▸ **Lijst van opdrachten**:
a. Schrijf uit de pagina over deze arbeidszaak het gedeelte over dat begint bij "Naar boven ↑" en doorloopt tot en met "waarna bestuursprocedure openstaat.".
b. Op welke grond wordt het verzoek van de werknemer volgens de pagina over deze arbeidszaak afgewezen?

▸ **Pagina**:
==========
Naar boven ↑

Rechtspraak

werknemer/werkgever
Rechtbank Noord-Holland (Locatie Haarlem), 22 september 2020
ECLI:NL:RBNHO:2020:10646
Verzoek werknemer om te bepalen dat arbeidsovereenkomst niet is geƫindigd wordt afgewezen wegens gebrek aan belang (veiligstellen uitkeringsrecht Loongarantieregeling). Verzoek prematuur (nog geen UWV-beslissing) waarna bestuursprocedure openstaat.
==========
▸ **Records uit een verzameling**:

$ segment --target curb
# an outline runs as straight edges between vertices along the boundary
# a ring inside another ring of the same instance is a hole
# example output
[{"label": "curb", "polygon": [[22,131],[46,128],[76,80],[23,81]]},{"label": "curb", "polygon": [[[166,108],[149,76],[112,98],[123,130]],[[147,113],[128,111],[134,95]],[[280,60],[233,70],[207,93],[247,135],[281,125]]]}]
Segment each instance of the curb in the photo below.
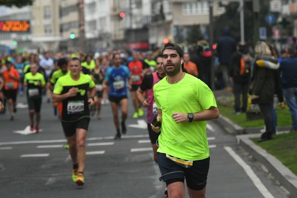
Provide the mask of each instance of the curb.
[{"label": "curb", "polygon": [[[220,114],[218,119],[215,120],[215,121],[222,125],[228,133],[236,134],[258,134],[260,132],[260,130],[263,129],[263,128],[243,128],[233,123],[230,119],[221,114]],[[291,128],[292,127],[290,126],[277,127],[277,130],[279,131],[290,131]]]},{"label": "curb", "polygon": [[297,197],[297,176],[275,157],[257,145],[250,139],[260,134],[236,135],[238,144],[257,161],[263,164],[291,194]]}]

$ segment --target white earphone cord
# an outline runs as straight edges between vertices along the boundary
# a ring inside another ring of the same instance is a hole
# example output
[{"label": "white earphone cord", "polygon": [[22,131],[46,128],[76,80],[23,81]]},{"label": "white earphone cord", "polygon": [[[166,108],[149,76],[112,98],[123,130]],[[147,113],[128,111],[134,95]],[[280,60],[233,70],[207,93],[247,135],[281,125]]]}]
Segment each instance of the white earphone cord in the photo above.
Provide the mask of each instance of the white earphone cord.
[{"label": "white earphone cord", "polygon": [[[181,64],[182,64],[182,61]],[[178,77],[177,77],[177,79],[175,81],[175,82],[174,82],[174,83],[173,83],[173,84],[175,84],[176,83],[176,82],[177,82],[177,81],[178,80],[178,79],[179,78],[179,76],[181,75],[181,69],[179,70],[179,74],[178,74]],[[167,76],[166,77],[166,79],[167,79],[167,82],[168,82],[168,78],[167,78]],[[172,82],[173,83],[173,82]],[[168,83],[169,83],[169,82],[168,82]],[[170,112],[171,112],[171,114],[172,113],[172,111],[171,110],[171,108],[170,108],[170,106],[169,106],[169,104],[168,104],[168,97],[169,96],[169,91],[170,91],[170,89],[171,88],[171,87],[172,87],[172,85],[170,85],[170,88],[169,88],[168,89],[168,92],[167,92],[167,106],[168,106],[168,107],[169,107],[169,110],[170,110]],[[173,143],[172,144],[165,144],[165,145],[163,145],[162,146],[160,146],[159,145],[158,145],[158,143],[157,143],[158,140],[159,139],[159,138],[158,138],[157,139],[157,141],[156,141],[156,145],[157,145],[157,146],[158,147],[163,147],[163,146],[166,146],[166,145],[173,145],[173,144],[177,144],[179,142],[179,141],[180,141],[181,140],[181,137],[180,136],[179,136],[179,135],[178,135],[178,134],[177,134],[175,133],[174,133],[173,132],[173,130],[172,129],[172,122],[173,121],[173,118],[172,118],[172,119],[171,119],[171,132],[172,132],[172,133],[173,133],[173,134],[174,134],[176,136],[177,136],[179,138],[179,140],[178,140],[177,142],[176,142],[175,143]]]}]

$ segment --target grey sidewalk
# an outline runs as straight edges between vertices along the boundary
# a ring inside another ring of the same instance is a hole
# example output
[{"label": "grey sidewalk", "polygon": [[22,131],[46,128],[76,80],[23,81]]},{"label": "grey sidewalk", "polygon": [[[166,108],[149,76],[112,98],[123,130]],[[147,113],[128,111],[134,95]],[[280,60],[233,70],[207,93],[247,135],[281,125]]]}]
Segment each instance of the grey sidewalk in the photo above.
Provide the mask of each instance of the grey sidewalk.
[{"label": "grey sidewalk", "polygon": [[[217,121],[229,133],[235,134],[253,133],[236,135],[238,144],[265,166],[292,196],[297,197],[297,176],[275,157],[256,145],[250,139],[251,137],[260,137],[261,134],[259,133],[260,129],[244,129],[233,123],[229,119],[221,115],[220,115]],[[289,127],[278,127],[278,130],[279,131],[287,131],[289,129]]]}]

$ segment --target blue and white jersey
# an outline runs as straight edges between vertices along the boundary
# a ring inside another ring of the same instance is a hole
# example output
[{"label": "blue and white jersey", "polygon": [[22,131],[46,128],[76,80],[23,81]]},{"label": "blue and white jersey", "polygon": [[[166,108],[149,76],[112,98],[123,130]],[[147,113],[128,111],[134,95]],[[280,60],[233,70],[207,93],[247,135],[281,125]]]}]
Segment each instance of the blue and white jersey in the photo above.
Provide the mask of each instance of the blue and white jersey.
[{"label": "blue and white jersey", "polygon": [[109,83],[109,95],[116,97],[127,96],[127,78],[130,75],[128,67],[123,65],[119,68],[113,66],[108,69],[105,79]]}]

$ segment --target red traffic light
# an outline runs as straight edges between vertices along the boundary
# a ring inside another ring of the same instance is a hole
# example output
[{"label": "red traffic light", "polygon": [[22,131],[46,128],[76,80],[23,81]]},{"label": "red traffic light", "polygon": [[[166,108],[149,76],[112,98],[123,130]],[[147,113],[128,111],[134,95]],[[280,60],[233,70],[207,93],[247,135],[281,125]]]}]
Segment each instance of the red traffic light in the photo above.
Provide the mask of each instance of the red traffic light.
[{"label": "red traffic light", "polygon": [[125,16],[125,13],[124,12],[121,12],[120,13],[120,16],[123,18]]},{"label": "red traffic light", "polygon": [[165,38],[163,39],[163,42],[165,44],[167,44],[169,42],[169,40],[168,40],[168,39]]}]

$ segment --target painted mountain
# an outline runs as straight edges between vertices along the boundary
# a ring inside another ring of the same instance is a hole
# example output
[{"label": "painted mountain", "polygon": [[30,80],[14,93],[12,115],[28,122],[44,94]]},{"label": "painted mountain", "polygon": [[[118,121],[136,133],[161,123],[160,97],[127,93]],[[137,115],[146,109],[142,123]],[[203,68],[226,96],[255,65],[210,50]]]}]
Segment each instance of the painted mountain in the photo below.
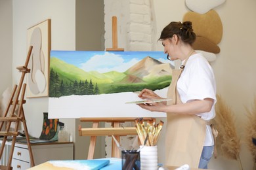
==========
▸ **Antwoorden per opdracht**:
a.
Naar boven ↑

Rechtspraak

werknemer/werkgever
Rechtbank Noord-Holland (Locatie Haarlem), 22 september 2020
ECLI:NL:RBNHO:2020:10646
Verzoek werknemer om te bepalen dat arbeidsovereenkomst niet is geƫindigd wordt afgewezen wegens gebrek aan belang (veiligstellen uitkeringsrecht Loongarantieregeling). Verzoek prematuur (nog geen UWV-beslissing) waarna bestuursprocedure openstaat.

b. Wegens gebrek aan belang.